Entries supplied Block Start
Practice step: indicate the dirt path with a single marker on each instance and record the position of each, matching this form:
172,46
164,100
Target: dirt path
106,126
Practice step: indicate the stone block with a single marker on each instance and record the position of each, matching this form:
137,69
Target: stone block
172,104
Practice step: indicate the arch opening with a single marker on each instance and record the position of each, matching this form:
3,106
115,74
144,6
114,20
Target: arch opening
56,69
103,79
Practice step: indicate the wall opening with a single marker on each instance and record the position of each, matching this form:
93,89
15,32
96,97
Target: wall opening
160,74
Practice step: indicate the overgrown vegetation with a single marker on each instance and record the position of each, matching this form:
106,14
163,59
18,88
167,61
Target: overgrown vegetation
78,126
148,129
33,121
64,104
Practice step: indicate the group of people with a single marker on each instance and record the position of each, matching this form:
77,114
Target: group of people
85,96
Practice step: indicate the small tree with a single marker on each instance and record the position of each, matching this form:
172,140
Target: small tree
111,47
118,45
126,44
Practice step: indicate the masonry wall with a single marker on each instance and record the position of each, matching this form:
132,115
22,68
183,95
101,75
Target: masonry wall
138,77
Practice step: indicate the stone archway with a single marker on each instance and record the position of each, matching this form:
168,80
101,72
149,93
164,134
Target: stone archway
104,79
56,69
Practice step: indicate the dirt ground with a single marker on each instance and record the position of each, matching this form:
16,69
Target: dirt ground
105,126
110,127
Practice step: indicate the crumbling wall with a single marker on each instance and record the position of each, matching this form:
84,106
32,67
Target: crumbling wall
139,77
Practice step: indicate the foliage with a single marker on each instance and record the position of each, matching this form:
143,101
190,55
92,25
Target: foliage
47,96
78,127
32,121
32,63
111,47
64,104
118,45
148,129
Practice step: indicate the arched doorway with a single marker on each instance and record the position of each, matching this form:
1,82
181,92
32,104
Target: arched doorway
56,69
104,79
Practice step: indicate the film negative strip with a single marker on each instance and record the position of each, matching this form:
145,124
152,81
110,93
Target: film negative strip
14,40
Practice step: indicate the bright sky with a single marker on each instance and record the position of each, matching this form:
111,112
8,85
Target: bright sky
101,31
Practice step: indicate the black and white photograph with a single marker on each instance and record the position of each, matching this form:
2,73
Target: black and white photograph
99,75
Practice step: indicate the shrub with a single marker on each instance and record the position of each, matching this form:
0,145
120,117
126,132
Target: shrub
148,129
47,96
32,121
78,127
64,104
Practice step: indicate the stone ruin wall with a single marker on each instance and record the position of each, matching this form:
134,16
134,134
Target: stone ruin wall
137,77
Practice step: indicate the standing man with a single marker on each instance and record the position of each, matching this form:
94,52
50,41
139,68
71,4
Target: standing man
Entries supplied Block End
▶ Task brief: Would you please copy all lines in the data that contain the word "standing"?

▶ Exercise solution:
Practice step: indicate the standing man with a single marker on each instance and record the position of each, matching this form:
Target: standing man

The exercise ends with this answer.